> **Set exercise A**
Filter the entries below and copy every line that contains the word "roasted", treating uppercase and lowercase as different.

## Begin Article

Question

prove \(\tan ^{-1}x>\frac{x}{1+\frac{1}{3}x^2}\) where x>0

Answer 1

@mathstudent55

Answer 2

Any idea? I don't even know how to start solving this..

Answer 3

haven't come up with much myself :(

Answer 4

start with defining\[f(x)=\tan^{-1}x-\frac{x}{1+\frac{1}{3}x^2}\]show that \(f'(x)\) is always positive and note that \(f(0)=0\)

Answer 5

yeah, i get \(f^{1}x>0\) but how does that prove this thing?

Answer 6

What does \(f^1(x)\) mean?

Answer 7

First derivative of f(x)

Answer 8

Oh you meant \(f'(x)\) Haha,okay.

Answer 9

lol.. yeah.. i didn't know how to type that actually.. lol

Answer 10

Because when you find the first derivative to be positive, and f(0) = 0, you're essentially finding the max value.

Answer 11

Along with this. Hope it helps!

Answer 12

can i say that since \(f'(x)>0\) and f(x)=0, the nature of graph will be something like:

Answer 13

which implies that f(x)>0

Answer 14

I believe so.

Answer 15

thanks!

Answer 16

No problem :D

## End Article
## Begin Data shown

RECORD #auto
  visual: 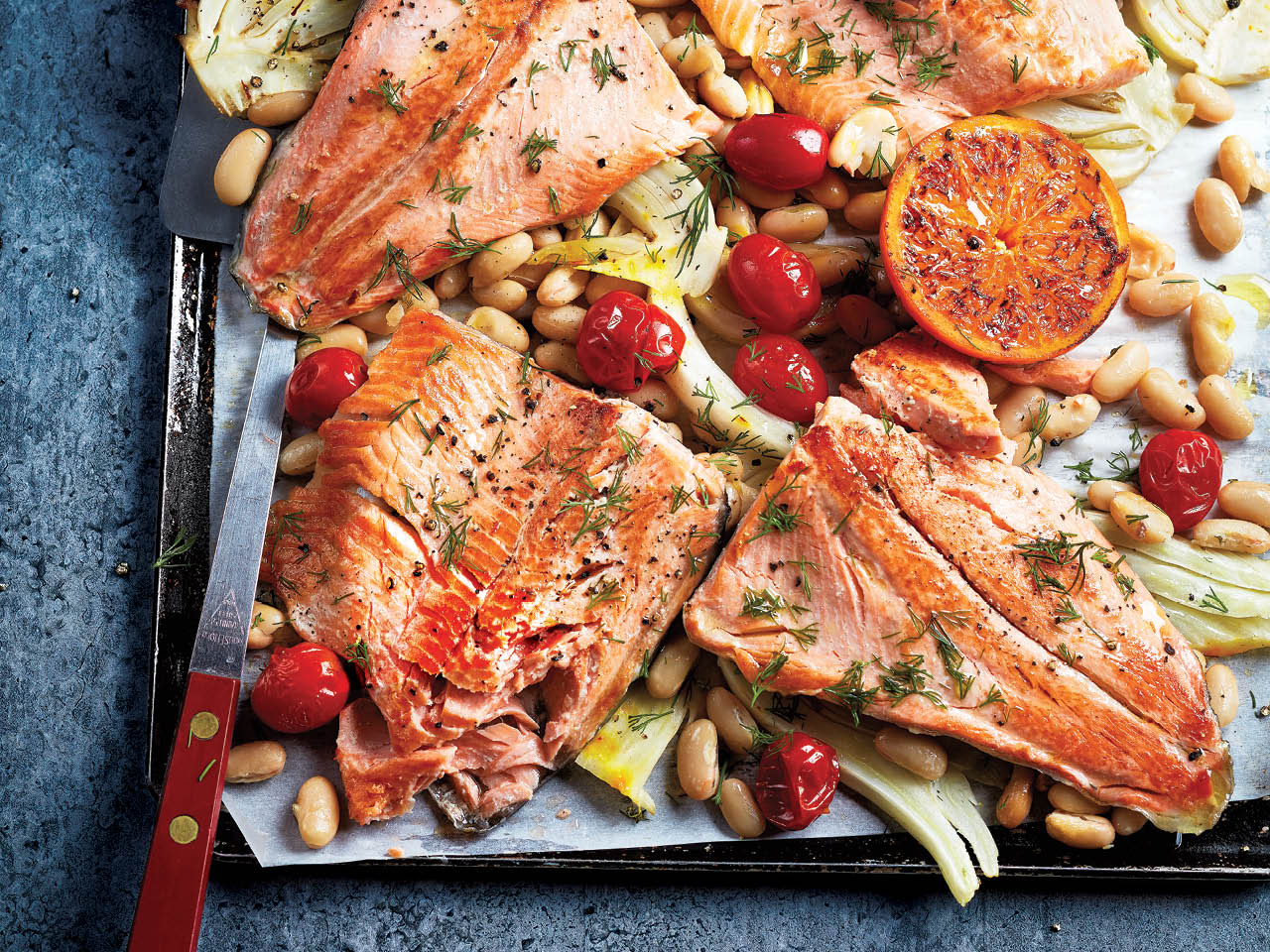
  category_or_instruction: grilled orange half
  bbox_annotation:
[881,115,1129,364]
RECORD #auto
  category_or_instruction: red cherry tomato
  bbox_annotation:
[286,346,366,426]
[754,731,838,830]
[577,291,684,394]
[731,334,829,422]
[1138,430,1221,532]
[727,235,821,334]
[251,644,348,734]
[722,113,829,190]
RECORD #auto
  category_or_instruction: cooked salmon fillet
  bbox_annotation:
[232,0,718,330]
[698,0,1148,162]
[262,311,729,822]
[843,330,1012,457]
[685,398,1232,831]
[984,357,1106,396]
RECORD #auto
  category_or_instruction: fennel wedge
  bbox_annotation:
[575,681,691,813]
[718,660,998,905]
[1008,60,1195,187]
[530,159,799,484]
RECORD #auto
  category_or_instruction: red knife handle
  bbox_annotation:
[128,671,239,952]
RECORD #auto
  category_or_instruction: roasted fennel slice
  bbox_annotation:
[1010,60,1195,187]
[576,681,691,813]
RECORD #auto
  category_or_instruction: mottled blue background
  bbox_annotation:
[0,0,1270,952]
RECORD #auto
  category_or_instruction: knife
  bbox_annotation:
[128,322,295,952]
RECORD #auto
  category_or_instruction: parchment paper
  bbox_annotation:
[210,82,1270,866]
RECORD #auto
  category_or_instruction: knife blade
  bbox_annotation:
[128,322,295,952]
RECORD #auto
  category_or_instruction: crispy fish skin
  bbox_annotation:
[685,398,1232,831]
[698,0,1148,155]
[262,311,729,822]
[232,0,718,331]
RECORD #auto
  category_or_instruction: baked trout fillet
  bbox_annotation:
[685,398,1232,833]
[262,311,729,822]
[698,0,1148,167]
[232,0,718,331]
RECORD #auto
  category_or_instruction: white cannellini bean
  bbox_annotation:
[1085,480,1138,513]
[1194,178,1243,254]
[467,231,534,287]
[278,432,322,476]
[829,105,897,177]
[1040,394,1102,444]
[1138,367,1207,430]
[471,278,530,313]
[1216,136,1270,202]
[1110,493,1174,542]
[997,384,1047,436]
[644,635,701,699]
[348,300,405,336]
[432,262,467,300]
[698,69,749,119]
[467,305,530,354]
[1195,375,1253,439]
[225,740,287,783]
[626,377,680,420]
[639,10,671,50]
[1129,272,1201,317]
[246,602,287,650]
[296,323,367,363]
[585,274,648,304]
[842,191,886,232]
[1129,222,1178,280]
[1216,480,1270,530]
[735,176,794,208]
[1045,810,1115,849]
[1089,340,1151,404]
[1192,520,1270,554]
[758,202,829,242]
[799,169,851,209]
[1176,72,1234,122]
[534,340,590,387]
[535,264,590,307]
[532,304,586,344]
[246,89,318,126]
[212,130,273,205]
[291,776,339,849]
[1190,291,1234,377]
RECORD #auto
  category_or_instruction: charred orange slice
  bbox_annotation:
[881,115,1129,364]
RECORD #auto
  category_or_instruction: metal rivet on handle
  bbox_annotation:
[190,711,221,740]
[168,813,198,844]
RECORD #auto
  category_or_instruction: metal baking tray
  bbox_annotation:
[146,230,1270,881]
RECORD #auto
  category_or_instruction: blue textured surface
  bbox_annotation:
[0,0,1270,952]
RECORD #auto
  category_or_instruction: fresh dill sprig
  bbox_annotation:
[154,526,197,568]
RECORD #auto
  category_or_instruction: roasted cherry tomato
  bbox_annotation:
[727,235,821,334]
[251,645,348,734]
[286,346,366,426]
[754,731,838,830]
[722,113,829,190]
[731,334,829,422]
[1138,430,1221,532]
[577,291,684,394]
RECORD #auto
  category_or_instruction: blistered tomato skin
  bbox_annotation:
[1138,430,1221,532]
[754,731,838,830]
[251,645,349,734]
[286,346,367,426]
[722,113,829,190]
[577,291,685,394]
[727,235,821,334]
[731,334,829,424]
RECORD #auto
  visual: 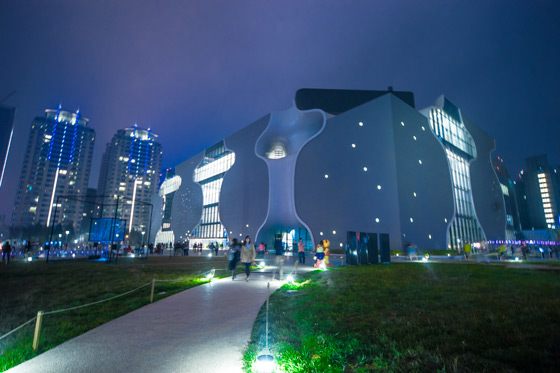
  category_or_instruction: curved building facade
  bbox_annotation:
[155,89,506,250]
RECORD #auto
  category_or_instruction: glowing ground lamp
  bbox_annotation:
[255,282,276,373]
[205,268,216,281]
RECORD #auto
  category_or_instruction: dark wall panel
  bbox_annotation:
[392,97,454,249]
[295,94,401,249]
[171,152,204,240]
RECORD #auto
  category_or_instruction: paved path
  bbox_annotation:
[8,260,311,373]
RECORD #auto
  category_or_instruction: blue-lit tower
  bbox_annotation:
[97,125,162,234]
[12,106,95,228]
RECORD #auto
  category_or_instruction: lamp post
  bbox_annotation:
[128,180,142,234]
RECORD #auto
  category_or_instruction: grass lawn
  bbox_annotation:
[244,263,560,372]
[0,256,228,371]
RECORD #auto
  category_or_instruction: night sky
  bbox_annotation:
[0,0,560,217]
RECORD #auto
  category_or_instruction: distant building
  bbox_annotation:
[516,155,560,230]
[12,107,95,229]
[155,89,506,250]
[492,157,521,240]
[151,168,182,244]
[97,125,162,234]
[0,105,16,188]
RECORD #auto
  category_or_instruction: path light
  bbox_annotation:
[255,282,276,372]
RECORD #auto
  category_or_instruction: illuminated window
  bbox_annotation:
[266,144,286,159]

## End Data shown

> **Set exercise B**
Retype the part of the forum thread above that opens with the words "lol.. yeah.. i" and closes with "the max value.".

> **Task answer A**
  category_or_instruction: roasted fennel slice
  category_or_instruction: roasted cherry tomato

> **Task answer B**
lol.. yeah.. i didn't know how to type that actually.. lol

Answer 10

Because when you find the first derivative to be positive, and f(0) = 0, you're essentially finding the max value.